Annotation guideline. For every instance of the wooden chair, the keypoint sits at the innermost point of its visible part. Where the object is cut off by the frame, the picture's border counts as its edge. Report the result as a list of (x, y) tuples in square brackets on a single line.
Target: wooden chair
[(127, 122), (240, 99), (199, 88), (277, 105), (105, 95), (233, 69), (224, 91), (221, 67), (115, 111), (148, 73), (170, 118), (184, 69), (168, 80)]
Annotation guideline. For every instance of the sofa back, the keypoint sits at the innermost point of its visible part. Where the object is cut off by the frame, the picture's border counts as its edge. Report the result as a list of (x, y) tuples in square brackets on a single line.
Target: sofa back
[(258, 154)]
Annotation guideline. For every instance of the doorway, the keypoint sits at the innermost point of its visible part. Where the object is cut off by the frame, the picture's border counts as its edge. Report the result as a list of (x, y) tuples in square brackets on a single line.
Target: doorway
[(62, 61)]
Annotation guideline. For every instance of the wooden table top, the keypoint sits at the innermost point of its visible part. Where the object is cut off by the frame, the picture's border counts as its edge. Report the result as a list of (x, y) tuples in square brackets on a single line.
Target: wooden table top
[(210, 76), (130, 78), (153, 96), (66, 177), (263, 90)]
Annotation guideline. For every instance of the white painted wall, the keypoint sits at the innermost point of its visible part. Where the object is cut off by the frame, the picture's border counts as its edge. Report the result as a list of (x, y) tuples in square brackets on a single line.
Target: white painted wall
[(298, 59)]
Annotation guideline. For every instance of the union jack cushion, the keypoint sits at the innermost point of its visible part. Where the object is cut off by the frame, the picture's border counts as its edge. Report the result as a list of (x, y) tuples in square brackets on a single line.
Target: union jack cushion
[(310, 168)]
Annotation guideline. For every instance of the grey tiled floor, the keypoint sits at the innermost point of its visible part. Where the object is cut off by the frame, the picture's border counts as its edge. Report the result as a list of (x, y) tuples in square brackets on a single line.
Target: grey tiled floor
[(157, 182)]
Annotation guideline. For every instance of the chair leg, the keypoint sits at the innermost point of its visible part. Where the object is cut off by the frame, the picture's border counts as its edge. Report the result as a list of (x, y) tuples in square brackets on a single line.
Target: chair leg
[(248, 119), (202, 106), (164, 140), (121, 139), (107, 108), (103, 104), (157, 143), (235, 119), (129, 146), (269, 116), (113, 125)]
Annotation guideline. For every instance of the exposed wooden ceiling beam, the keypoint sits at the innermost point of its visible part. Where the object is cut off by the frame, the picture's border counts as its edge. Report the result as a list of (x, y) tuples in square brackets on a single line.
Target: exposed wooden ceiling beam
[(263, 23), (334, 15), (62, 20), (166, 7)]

What the task asks> Repeat the stretch of rows from the line containing "Annotation guideline. For every instance of the chair" through the line containing "116), (113, 125)]", both ends included, adding 60 to every point coordinate in the answers.

Solved problem>
Annotation guideline. For every instance of the chair leg, the keypoint sits at the innermost point of its visible part. Where the object is cut off by the frame, the picture's border counts as its edge. Report the result as a list of (x, y) tuples in square brackets on a single line.
Target: chair leg
[(308, 179), (262, 166), (224, 200), (181, 199), (167, 168), (163, 164), (217, 203), (295, 179), (189, 206), (329, 176), (173, 185)]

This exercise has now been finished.